⟨

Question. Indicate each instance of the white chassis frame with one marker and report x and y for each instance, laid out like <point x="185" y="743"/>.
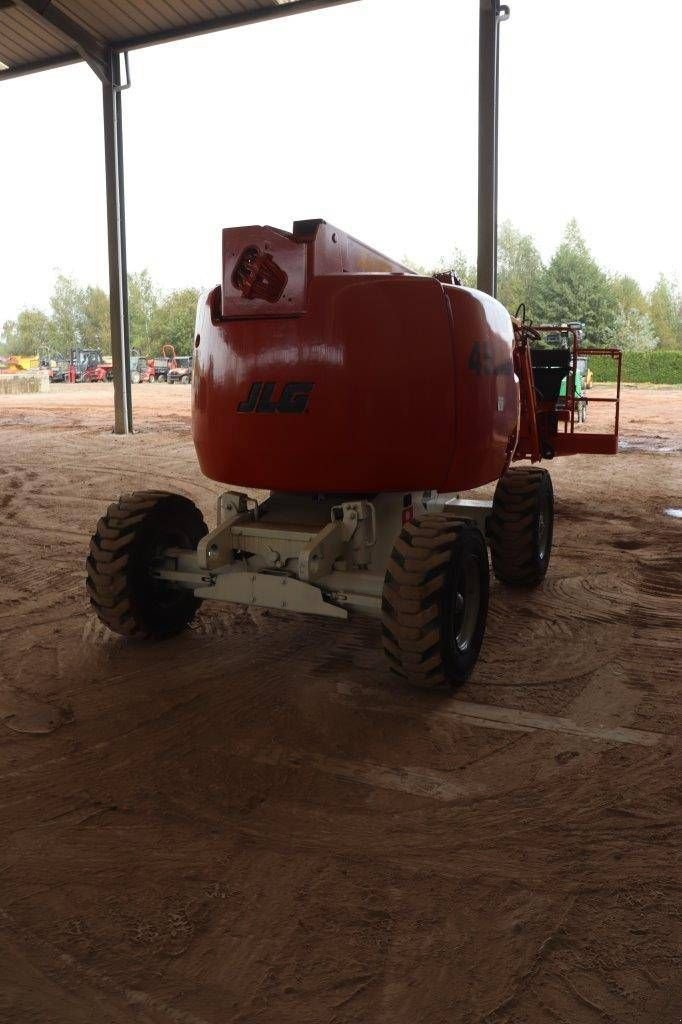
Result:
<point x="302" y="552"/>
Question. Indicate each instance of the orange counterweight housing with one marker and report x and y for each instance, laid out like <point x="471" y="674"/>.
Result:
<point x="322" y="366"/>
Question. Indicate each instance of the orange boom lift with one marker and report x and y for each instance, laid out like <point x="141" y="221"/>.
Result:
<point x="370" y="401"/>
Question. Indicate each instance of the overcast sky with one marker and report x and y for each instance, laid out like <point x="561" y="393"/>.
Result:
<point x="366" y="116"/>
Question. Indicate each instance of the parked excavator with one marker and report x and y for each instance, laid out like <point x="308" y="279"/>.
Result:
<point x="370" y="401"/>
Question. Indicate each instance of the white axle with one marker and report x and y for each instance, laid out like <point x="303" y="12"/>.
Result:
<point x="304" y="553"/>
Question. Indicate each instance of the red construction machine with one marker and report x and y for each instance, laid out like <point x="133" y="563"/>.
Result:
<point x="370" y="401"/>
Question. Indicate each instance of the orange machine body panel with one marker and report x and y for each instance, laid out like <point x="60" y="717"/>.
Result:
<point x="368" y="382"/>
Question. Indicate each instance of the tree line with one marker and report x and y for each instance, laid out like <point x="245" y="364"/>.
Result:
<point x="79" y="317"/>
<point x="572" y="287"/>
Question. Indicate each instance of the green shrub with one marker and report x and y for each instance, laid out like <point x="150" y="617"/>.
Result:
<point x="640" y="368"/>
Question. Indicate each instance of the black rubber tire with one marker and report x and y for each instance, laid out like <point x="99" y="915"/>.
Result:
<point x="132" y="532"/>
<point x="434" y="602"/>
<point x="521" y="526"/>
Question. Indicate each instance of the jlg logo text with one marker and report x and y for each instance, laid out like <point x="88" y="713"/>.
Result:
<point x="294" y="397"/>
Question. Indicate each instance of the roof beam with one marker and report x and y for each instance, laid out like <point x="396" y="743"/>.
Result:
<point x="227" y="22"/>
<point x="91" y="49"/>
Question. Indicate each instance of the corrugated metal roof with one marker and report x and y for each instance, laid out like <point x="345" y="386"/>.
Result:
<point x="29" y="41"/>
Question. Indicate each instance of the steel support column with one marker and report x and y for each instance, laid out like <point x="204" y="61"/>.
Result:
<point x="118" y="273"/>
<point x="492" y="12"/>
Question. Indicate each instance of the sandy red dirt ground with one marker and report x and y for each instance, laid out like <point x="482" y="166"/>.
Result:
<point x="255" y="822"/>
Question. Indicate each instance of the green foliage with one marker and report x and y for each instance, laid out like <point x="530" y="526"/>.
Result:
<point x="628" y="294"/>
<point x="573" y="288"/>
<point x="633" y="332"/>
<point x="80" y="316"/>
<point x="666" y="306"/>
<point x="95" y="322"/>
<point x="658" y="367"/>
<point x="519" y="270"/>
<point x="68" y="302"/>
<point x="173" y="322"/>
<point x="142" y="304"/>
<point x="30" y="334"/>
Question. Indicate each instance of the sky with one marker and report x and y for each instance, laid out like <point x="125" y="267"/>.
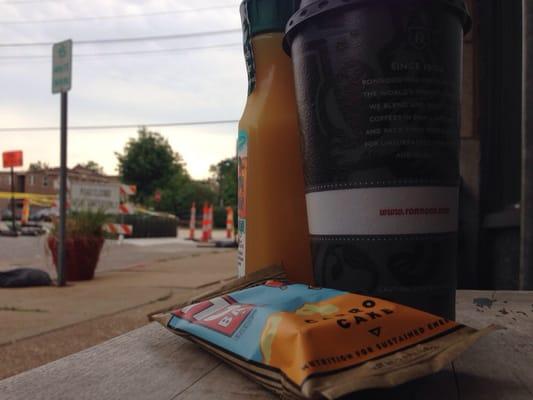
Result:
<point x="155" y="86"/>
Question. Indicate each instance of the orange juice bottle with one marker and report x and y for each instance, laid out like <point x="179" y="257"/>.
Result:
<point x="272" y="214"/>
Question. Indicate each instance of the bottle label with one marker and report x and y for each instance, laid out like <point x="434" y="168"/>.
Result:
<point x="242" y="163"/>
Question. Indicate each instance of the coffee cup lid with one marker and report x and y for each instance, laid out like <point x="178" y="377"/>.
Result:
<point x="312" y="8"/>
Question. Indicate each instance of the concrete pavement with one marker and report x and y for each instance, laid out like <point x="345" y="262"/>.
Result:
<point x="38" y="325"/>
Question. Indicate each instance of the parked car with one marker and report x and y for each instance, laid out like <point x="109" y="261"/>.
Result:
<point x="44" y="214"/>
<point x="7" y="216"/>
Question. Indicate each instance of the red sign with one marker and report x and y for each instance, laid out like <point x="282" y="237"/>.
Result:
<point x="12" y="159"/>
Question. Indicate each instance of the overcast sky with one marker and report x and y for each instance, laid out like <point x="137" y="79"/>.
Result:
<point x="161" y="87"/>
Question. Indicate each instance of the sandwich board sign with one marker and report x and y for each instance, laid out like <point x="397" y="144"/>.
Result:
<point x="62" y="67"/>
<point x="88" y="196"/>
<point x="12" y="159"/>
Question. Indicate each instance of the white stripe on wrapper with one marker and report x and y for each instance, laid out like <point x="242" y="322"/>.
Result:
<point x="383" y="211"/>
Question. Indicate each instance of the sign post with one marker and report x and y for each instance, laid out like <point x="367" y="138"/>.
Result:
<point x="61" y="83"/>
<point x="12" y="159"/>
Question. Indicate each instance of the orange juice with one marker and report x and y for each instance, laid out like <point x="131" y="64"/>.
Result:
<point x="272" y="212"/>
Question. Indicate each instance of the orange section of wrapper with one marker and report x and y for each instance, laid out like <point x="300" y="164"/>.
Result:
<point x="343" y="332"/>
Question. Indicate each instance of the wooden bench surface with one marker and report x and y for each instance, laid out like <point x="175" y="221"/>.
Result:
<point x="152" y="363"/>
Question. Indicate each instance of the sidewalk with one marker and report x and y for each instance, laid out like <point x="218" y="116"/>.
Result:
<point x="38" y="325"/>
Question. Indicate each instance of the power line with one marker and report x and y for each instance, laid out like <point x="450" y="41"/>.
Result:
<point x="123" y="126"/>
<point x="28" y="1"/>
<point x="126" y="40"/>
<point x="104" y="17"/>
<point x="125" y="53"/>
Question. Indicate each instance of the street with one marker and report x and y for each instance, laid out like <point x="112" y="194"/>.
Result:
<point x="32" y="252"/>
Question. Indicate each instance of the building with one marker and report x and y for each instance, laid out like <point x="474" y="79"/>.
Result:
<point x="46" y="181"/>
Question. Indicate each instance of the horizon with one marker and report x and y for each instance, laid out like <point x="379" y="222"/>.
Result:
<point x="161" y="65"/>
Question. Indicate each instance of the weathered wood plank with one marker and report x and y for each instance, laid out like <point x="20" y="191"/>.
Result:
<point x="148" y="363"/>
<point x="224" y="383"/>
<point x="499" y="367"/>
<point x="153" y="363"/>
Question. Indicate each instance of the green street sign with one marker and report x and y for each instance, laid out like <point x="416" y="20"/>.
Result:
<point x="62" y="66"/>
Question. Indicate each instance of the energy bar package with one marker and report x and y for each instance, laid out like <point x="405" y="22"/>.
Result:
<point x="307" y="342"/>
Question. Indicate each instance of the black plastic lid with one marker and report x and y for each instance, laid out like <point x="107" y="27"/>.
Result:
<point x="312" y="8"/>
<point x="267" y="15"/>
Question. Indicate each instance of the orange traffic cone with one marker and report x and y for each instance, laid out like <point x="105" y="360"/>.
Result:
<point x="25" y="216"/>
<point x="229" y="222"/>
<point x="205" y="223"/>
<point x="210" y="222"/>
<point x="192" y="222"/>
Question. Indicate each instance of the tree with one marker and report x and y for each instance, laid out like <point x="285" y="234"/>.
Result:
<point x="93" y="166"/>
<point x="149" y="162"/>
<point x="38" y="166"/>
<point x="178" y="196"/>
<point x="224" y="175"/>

⟩

Please repeat all of the material above line for line, leaving out the pictures.

Question. Indicate each instance of the white chassis frame with one marker and report x and y for each instance, laid out like <point x="185" y="743"/>.
Result:
<point x="302" y="552"/>
Question. Indicate each instance of the orange counterweight housing with one marker and report x and y for each instance, laid out like <point x="471" y="674"/>.
Result:
<point x="322" y="366"/>
Question. Indicate each instance of the orange boom lift with one marker and report x and y for each instance, laid out like <point x="141" y="221"/>.
Result:
<point x="370" y="401"/>
Question. Indicate each instance of the overcast sky with one marker and report x and y for each instance, laid out like <point x="561" y="393"/>.
Result:
<point x="366" y="116"/>
Question. Indicate each instance of the parked excavator with one marker and report x and y for each instance, laid out like <point x="308" y="279"/>.
Result:
<point x="370" y="401"/>
Question. Indicate each instance of the white axle with one marker and report x and y for each instance, laid out like <point x="303" y="12"/>.
Result:
<point x="304" y="553"/>
Question. Indicate each instance of the red construction machine with one marker and report x and y for each instance, laid out like <point x="133" y="563"/>.
Result:
<point x="370" y="401"/>
Question. Indicate each instance of the orange machine body panel with one marker and report x and y for each instance, laid out like <point x="60" y="717"/>.
Result:
<point x="368" y="382"/>
Question. Indicate each instance of the tree line with one marker and report x and y for each instance, laid out like <point x="245" y="364"/>.
Result:
<point x="79" y="317"/>
<point x="572" y="287"/>
Question. Indicate each instance of the green shrub with one marker and report x and y for each instance, laid out like <point x="150" y="617"/>.
Result:
<point x="640" y="368"/>
Question. Indicate each instance of the black rubber tire with one marker and report x and y for each instance, laid out like <point x="99" y="915"/>.
Result:
<point x="132" y="532"/>
<point x="434" y="602"/>
<point x="521" y="526"/>
Question. Indicate each instance of the jlg logo text with one marker and report x and y for each instance, laid out like <point x="88" y="713"/>.
Result:
<point x="294" y="397"/>
Question. Indicate each instance of the roof beam with one marker and report x and y for each instance, laid out like <point x="396" y="743"/>.
Result:
<point x="227" y="22"/>
<point x="91" y="49"/>
Question. Indicate each instance of the corrugated metal roof with one marker and report x and y for each instance, laid out like <point x="345" y="386"/>.
Result:
<point x="29" y="41"/>
Question. Indicate each instance of the steel support column with one marker and report x and y for each instance, laid out like <point x="204" y="61"/>.
Result:
<point x="118" y="273"/>
<point x="492" y="12"/>
Question. Indicate each instance of the sandy red dirt ground with one marker and report x and y for each instance, laid out like <point x="482" y="166"/>.
Result:
<point x="255" y="822"/>
Question. Indicate each instance of the green foliage with one marker and report x and y for each instance, laid out like <point x="530" y="526"/>.
Result:
<point x="628" y="294"/>
<point x="573" y="288"/>
<point x="633" y="332"/>
<point x="80" y="316"/>
<point x="666" y="306"/>
<point x="95" y="322"/>
<point x="658" y="367"/>
<point x="519" y="270"/>
<point x="68" y="302"/>
<point x="173" y="322"/>
<point x="142" y="304"/>
<point x="30" y="334"/>
Question. Indicate each instance of the sky with one marker and report x and y for each instance, laid out like <point x="125" y="267"/>.
Result:
<point x="155" y="86"/>
Question. Indicate each instance of the orange juice bottle with one marker and report x and y for each instance, laid out like <point x="179" y="257"/>.
Result:
<point x="272" y="214"/>
Question. Indicate each instance of the bottle label with one marker and report x and y for each instance, laid out like <point x="434" y="168"/>.
Result:
<point x="242" y="163"/>
Question. Indicate each instance of the coffee cup lid with one marker and report x and y for each instance, laid out like <point x="178" y="377"/>.
Result:
<point x="312" y="8"/>
Question. Indicate each instance of the concrete pavement with one marker and report x and y for each instance, laid out like <point x="345" y="262"/>.
Result:
<point x="38" y="325"/>
Question. Indicate each instance of the parked car with one marker and report x and y for each instance, laid out like <point x="109" y="261"/>.
Result:
<point x="44" y="214"/>
<point x="7" y="216"/>
Question. Indicate each instance of the red sign with one marker and report x and y for each instance, laid out like <point x="282" y="237"/>.
Result:
<point x="12" y="159"/>
Question. Indicate each instance of the overcast sky with one marker and report x and y for each instance, laid out like <point x="137" y="79"/>.
Result:
<point x="161" y="87"/>
Question. Indicate each instance of the sandwich board sign with one marker and report x and y for each instance, laid out like <point x="397" y="144"/>.
Result:
<point x="62" y="67"/>
<point x="88" y="196"/>
<point x="12" y="159"/>
Question. Indicate each instance of the white stripe on wrapper with one marker and report x and y for each instance, laid out like <point x="242" y="322"/>.
Result:
<point x="383" y="211"/>
Question. Indicate each instance of the sign post with one marker and report x and y for each instance, laid out like <point x="367" y="138"/>.
Result:
<point x="61" y="83"/>
<point x="12" y="159"/>
Question. Indicate each instance of the orange juice with one marker and report x and y for each instance, laid out like <point x="131" y="64"/>.
Result:
<point x="272" y="212"/>
Question. Indicate each instance of the orange section of wrapper with one marker and report x and y for each instance, laid out like <point x="300" y="164"/>.
Result:
<point x="343" y="332"/>
Question. Indicate each instance of the wooden bench surface with one marker and report x and y for each instance, laid out like <point x="175" y="221"/>.
Result:
<point x="152" y="363"/>
Question. Indicate each instance of the sidewalk with one marker and report x and y for each instance, laid out like <point x="218" y="116"/>.
Result:
<point x="38" y="325"/>
Question. Indicate each instance of the power line with one marker and report x and y for each instance, laid out like <point x="450" y="41"/>.
Result:
<point x="123" y="126"/>
<point x="28" y="1"/>
<point x="126" y="40"/>
<point x="104" y="17"/>
<point x="125" y="53"/>
Question. Indicate each instance of the street with one marker and report x and y for each instance, laid out like <point x="112" y="194"/>.
Result:
<point x="32" y="252"/>
Question. Indicate each instance of the building with one marker and report x and y for each instance, laid out like <point x="474" y="79"/>.
Result:
<point x="46" y="181"/>
Question. Indicate each instance of the horizon with one marker and report x and y for each instance, laid out like <point x="379" y="222"/>.
Result:
<point x="161" y="65"/>
Question. Indicate each instance of the weathered wood plank with one marker and report x and y for each instance, laid out like <point x="20" y="191"/>.
Result:
<point x="148" y="363"/>
<point x="224" y="383"/>
<point x="499" y="367"/>
<point x="153" y="363"/>
Question. Indicate each instance of the green street sign with one marker and report x and y for each instance, laid out like <point x="416" y="20"/>.
Result:
<point x="62" y="66"/>
Question. Indicate each instance of the energy bar package with one marker and report x and y for each instance, laid out like <point x="405" y="22"/>.
Result:
<point x="307" y="342"/>
Question. Indicate each instance of the black plastic lid with one marker and report x and y for each instance, laid out like <point x="107" y="27"/>.
Result:
<point x="312" y="8"/>
<point x="267" y="15"/>
Question. Indicate each instance of the orange traffic cone with one marker and report x and y for each instance, laid out like <point x="105" y="360"/>.
Result:
<point x="25" y="216"/>
<point x="229" y="222"/>
<point x="205" y="223"/>
<point x="210" y="222"/>
<point x="192" y="222"/>
Question. Indicate each instance of the tree with one marker and report x and y for each instance, laid out like <point x="285" y="234"/>.
Result:
<point x="93" y="166"/>
<point x="149" y="162"/>
<point x="38" y="166"/>
<point x="178" y="196"/>
<point x="224" y="175"/>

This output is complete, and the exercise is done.